• [Items]:
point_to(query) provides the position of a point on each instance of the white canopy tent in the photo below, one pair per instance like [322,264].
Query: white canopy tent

---

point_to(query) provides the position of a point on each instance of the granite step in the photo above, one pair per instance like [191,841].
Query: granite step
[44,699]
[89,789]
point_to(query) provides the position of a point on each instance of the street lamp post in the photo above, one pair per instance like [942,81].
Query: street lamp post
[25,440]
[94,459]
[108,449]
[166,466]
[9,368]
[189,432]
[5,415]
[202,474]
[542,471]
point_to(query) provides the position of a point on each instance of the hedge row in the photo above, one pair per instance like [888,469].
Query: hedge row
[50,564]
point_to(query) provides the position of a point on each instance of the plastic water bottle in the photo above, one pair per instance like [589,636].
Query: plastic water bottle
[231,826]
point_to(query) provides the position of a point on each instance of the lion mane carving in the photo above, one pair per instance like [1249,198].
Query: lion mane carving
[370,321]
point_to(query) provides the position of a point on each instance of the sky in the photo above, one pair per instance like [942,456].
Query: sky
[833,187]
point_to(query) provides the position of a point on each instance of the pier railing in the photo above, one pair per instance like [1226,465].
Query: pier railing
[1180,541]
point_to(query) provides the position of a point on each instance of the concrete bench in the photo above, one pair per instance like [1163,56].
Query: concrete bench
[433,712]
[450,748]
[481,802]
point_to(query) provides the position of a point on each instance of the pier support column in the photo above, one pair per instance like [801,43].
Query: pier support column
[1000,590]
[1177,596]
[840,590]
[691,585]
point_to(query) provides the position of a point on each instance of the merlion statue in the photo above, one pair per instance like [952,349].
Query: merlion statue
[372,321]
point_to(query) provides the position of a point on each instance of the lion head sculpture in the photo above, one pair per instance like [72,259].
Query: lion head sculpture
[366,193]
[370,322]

• [Task description]: Update the data from the line containing "instance like [322,264]." through the line containing "Query: white canopy tent", inclusive, by replacing "white canopy tent" with "blue canopy tent" and leaving everything else unchanged. Give back only those lines.

• [Complete output]:
point_to(query) provides the position of a point on each instance of the blue canopy tent in the photo below, one pair per instance like [322,264].
Query: blue canopy tent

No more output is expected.